• What is being asked:
Look below for the line with "Could you point out the building", and from there restate every line word for word until the entries end.

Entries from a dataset
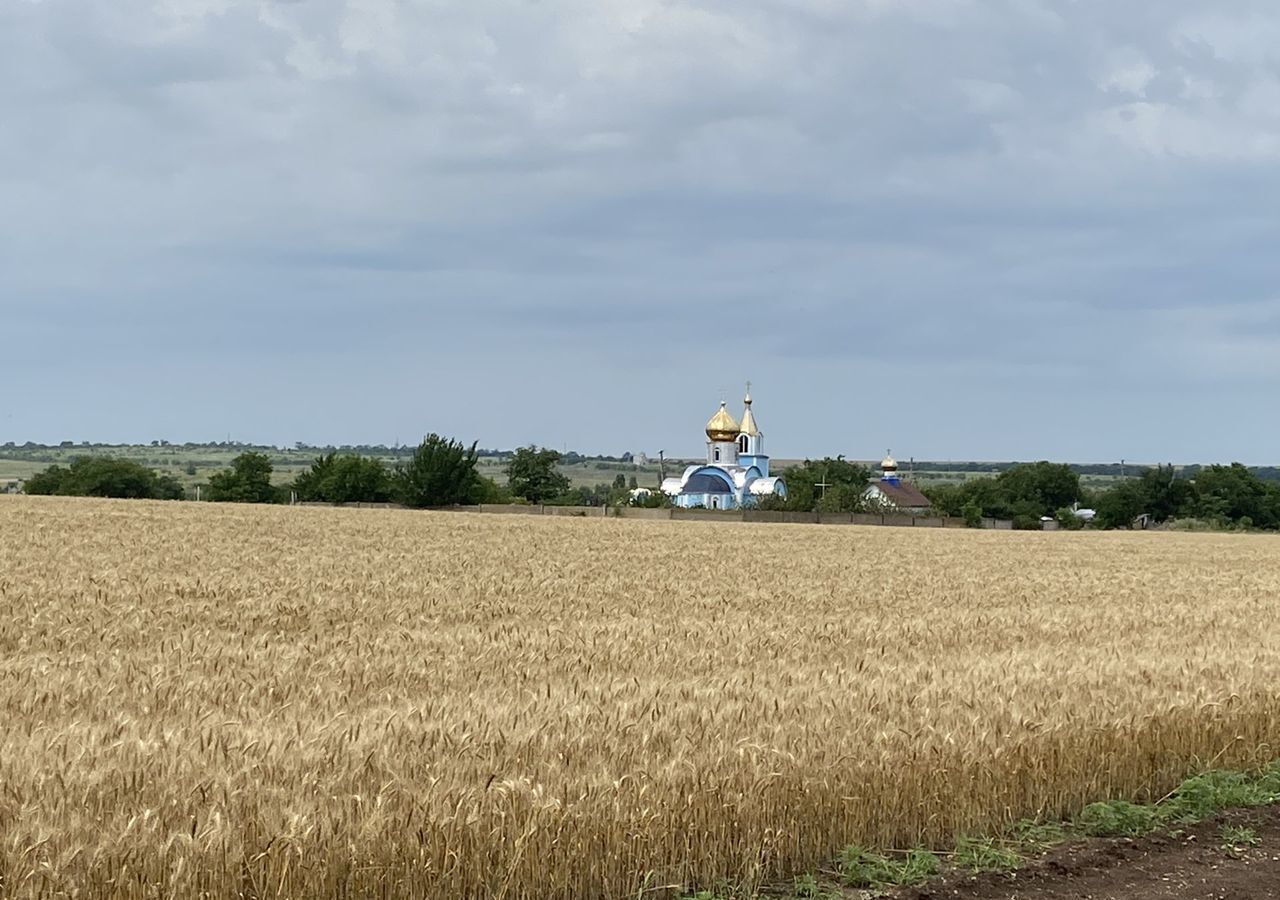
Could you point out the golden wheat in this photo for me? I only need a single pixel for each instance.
(222, 700)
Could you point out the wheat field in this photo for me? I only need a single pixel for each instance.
(218, 700)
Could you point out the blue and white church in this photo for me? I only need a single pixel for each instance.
(736, 473)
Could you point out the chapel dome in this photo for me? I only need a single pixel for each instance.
(749, 426)
(722, 426)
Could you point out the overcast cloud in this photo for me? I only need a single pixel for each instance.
(967, 229)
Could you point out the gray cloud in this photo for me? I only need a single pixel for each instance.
(968, 229)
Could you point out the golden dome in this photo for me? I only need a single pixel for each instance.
(749, 425)
(722, 426)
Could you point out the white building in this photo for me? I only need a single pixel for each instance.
(736, 473)
(892, 494)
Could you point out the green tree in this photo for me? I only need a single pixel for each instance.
(845, 483)
(1040, 487)
(440, 473)
(531, 474)
(1120, 506)
(344, 479)
(105, 476)
(1165, 496)
(1233, 493)
(248, 480)
(49, 483)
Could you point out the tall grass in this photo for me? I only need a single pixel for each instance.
(266, 702)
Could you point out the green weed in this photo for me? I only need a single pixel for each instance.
(1237, 836)
(984, 855)
(1036, 836)
(1211, 793)
(1116, 818)
(807, 886)
(867, 868)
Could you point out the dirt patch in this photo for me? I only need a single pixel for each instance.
(1191, 864)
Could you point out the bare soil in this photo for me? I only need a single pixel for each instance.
(1191, 863)
(1189, 866)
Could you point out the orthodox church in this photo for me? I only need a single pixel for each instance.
(736, 473)
(892, 494)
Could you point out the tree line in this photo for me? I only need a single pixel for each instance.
(442, 473)
(439, 473)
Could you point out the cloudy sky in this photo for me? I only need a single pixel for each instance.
(958, 228)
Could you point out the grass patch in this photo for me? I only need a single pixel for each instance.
(860, 867)
(1116, 818)
(1238, 836)
(984, 854)
(1033, 836)
(1207, 794)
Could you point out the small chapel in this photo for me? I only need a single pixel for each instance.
(736, 473)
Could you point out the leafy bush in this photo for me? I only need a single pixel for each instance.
(1116, 818)
(440, 473)
(344, 479)
(984, 855)
(1210, 793)
(105, 476)
(248, 480)
(860, 867)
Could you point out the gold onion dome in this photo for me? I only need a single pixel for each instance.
(722, 426)
(749, 425)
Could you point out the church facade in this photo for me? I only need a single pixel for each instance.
(736, 473)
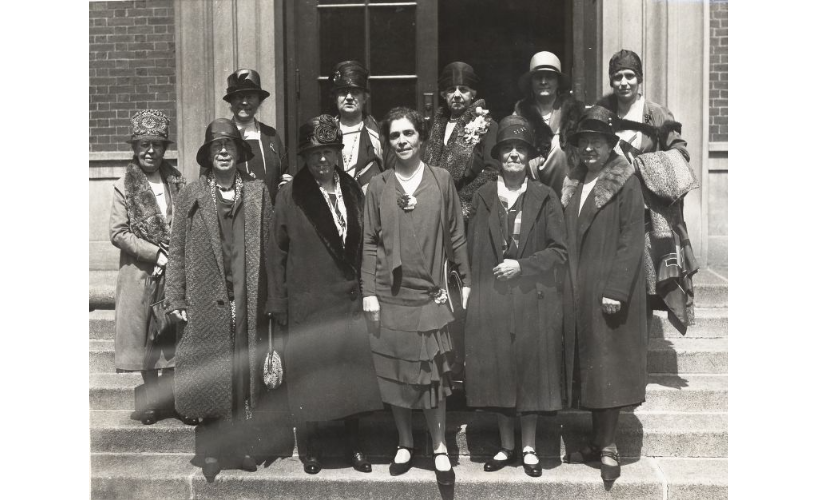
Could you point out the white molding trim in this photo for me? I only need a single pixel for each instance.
(718, 147)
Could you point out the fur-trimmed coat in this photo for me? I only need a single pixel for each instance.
(196, 282)
(470, 166)
(556, 158)
(675, 293)
(514, 329)
(138, 229)
(327, 360)
(605, 255)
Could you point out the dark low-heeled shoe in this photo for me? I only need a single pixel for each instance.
(610, 472)
(396, 469)
(210, 470)
(532, 470)
(360, 462)
(248, 464)
(149, 417)
(444, 477)
(589, 453)
(493, 464)
(311, 465)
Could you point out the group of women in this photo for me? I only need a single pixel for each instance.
(351, 260)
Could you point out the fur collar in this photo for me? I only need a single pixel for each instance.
(614, 175)
(569, 110)
(658, 133)
(146, 220)
(307, 196)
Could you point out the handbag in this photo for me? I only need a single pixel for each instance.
(273, 365)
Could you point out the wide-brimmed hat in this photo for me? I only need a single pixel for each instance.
(514, 128)
(544, 61)
(455, 74)
(244, 80)
(222, 128)
(349, 74)
(149, 125)
(596, 120)
(626, 59)
(319, 132)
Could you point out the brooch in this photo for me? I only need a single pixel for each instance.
(439, 295)
(406, 202)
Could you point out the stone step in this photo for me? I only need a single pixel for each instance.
(688, 355)
(709, 322)
(101, 289)
(145, 476)
(687, 392)
(671, 434)
(710, 290)
(671, 356)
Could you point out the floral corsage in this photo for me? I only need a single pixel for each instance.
(476, 128)
(440, 295)
(406, 202)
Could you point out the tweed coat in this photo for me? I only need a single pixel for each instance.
(605, 255)
(513, 330)
(196, 282)
(327, 358)
(134, 209)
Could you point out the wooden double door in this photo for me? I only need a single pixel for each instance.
(404, 45)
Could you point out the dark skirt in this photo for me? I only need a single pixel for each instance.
(413, 366)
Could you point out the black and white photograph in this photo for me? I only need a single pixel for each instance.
(430, 249)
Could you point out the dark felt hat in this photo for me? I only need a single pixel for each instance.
(349, 74)
(222, 128)
(244, 80)
(514, 128)
(319, 132)
(597, 120)
(457, 73)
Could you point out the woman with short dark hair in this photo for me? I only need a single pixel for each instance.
(413, 231)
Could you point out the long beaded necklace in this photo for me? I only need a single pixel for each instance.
(348, 158)
(238, 182)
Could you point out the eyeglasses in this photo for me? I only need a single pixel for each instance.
(155, 145)
(595, 142)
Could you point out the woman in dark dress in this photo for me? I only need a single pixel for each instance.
(318, 237)
(217, 280)
(413, 228)
(605, 334)
(513, 332)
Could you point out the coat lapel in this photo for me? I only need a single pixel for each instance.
(530, 207)
(307, 196)
(490, 197)
(207, 211)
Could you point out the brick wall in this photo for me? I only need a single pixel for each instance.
(719, 72)
(131, 66)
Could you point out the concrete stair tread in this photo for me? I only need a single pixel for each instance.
(172, 476)
(656, 382)
(658, 421)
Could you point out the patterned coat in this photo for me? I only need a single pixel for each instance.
(134, 214)
(196, 282)
(470, 165)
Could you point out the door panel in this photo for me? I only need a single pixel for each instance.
(396, 41)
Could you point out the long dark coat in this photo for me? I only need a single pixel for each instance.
(605, 245)
(523, 369)
(196, 282)
(328, 366)
(134, 211)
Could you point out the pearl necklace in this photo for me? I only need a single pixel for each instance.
(347, 158)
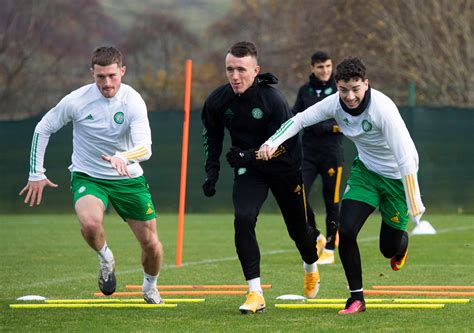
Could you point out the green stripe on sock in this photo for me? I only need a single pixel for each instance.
(34, 149)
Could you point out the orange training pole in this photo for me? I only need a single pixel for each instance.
(184, 162)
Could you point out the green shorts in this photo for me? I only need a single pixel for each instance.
(378, 191)
(130, 197)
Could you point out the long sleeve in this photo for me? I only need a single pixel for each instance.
(141, 135)
(213, 136)
(52, 121)
(406, 156)
(312, 115)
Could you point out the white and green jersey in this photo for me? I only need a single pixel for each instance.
(383, 142)
(379, 133)
(116, 126)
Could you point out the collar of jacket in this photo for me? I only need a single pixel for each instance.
(316, 83)
(362, 106)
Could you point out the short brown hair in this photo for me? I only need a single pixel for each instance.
(106, 55)
(350, 68)
(243, 49)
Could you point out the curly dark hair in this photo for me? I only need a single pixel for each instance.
(350, 68)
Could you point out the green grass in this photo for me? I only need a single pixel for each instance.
(45, 255)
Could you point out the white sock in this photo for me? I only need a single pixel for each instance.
(254, 285)
(310, 268)
(105, 254)
(149, 281)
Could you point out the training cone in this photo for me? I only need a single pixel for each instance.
(423, 228)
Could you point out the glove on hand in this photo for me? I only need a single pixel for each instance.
(239, 158)
(209, 186)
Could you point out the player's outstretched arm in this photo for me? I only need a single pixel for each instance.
(265, 152)
(34, 191)
(118, 164)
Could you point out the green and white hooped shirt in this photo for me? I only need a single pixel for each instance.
(116, 126)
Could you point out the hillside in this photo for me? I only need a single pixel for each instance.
(196, 14)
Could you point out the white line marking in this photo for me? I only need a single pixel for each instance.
(213, 261)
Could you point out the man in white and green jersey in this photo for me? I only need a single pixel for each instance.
(384, 174)
(111, 135)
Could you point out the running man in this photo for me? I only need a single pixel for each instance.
(252, 109)
(111, 135)
(323, 153)
(384, 174)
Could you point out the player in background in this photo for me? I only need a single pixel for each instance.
(111, 135)
(383, 175)
(252, 109)
(323, 152)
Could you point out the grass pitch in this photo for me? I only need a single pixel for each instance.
(46, 255)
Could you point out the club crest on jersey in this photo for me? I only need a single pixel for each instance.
(366, 126)
(119, 117)
(257, 113)
(241, 171)
(229, 114)
(328, 91)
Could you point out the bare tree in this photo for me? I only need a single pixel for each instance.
(157, 47)
(43, 45)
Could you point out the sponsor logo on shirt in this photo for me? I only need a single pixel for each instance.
(328, 91)
(149, 210)
(395, 218)
(257, 113)
(331, 172)
(119, 117)
(366, 126)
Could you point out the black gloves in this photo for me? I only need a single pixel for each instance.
(209, 186)
(239, 158)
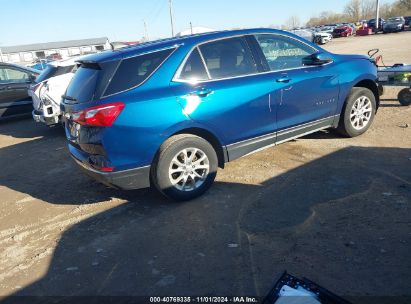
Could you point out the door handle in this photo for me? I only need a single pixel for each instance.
(283, 80)
(202, 92)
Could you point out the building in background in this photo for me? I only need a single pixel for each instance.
(26, 54)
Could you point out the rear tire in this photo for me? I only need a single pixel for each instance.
(185, 167)
(358, 112)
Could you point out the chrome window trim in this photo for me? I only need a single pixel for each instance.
(177, 78)
(174, 47)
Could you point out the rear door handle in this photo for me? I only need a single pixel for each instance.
(202, 92)
(283, 80)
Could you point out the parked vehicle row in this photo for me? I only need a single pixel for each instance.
(14, 82)
(169, 113)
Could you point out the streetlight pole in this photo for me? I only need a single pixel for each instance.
(145, 31)
(377, 20)
(171, 17)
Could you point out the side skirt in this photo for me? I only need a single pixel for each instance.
(259, 143)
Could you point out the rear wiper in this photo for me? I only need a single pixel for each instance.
(69, 98)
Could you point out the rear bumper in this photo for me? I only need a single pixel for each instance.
(39, 116)
(127, 180)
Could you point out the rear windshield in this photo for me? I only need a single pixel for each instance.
(83, 84)
(52, 71)
(135, 70)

• Task solution:
Could you point out the building in background in this photo for me? I only need a single pixel for each instance.
(26, 54)
Could you point out the rear tire in this photo for me? I only need a single pixel for each instance.
(185, 167)
(358, 112)
Could you point out the chrome window trim in this photo for me? I only need a single pixel for each instance.
(177, 78)
(174, 47)
Could you point out the rear door handle in this photo for me? I only need a single pixel for each instance.
(202, 92)
(283, 80)
Could you point out the parked vehicle row in this photo for me? I only need a single pixel for each instance.
(14, 82)
(169, 113)
Could you point out the streetlight pole in this photo for me? I only need a single pixel for each instance.
(145, 31)
(377, 20)
(171, 17)
Could you point out the side skirt in this photo for me? I only need a single pixel for each instance.
(259, 143)
Could you point out the rear wiper in this photo for me? I only need a single pixel for each instance.
(69, 98)
Could you point out the rear bumper in this photo for me? I only need a single pixel for each instance.
(39, 116)
(127, 180)
Could you point out the rear windshield in this photo for me? I only need a single pixel for each instance.
(83, 84)
(52, 71)
(135, 70)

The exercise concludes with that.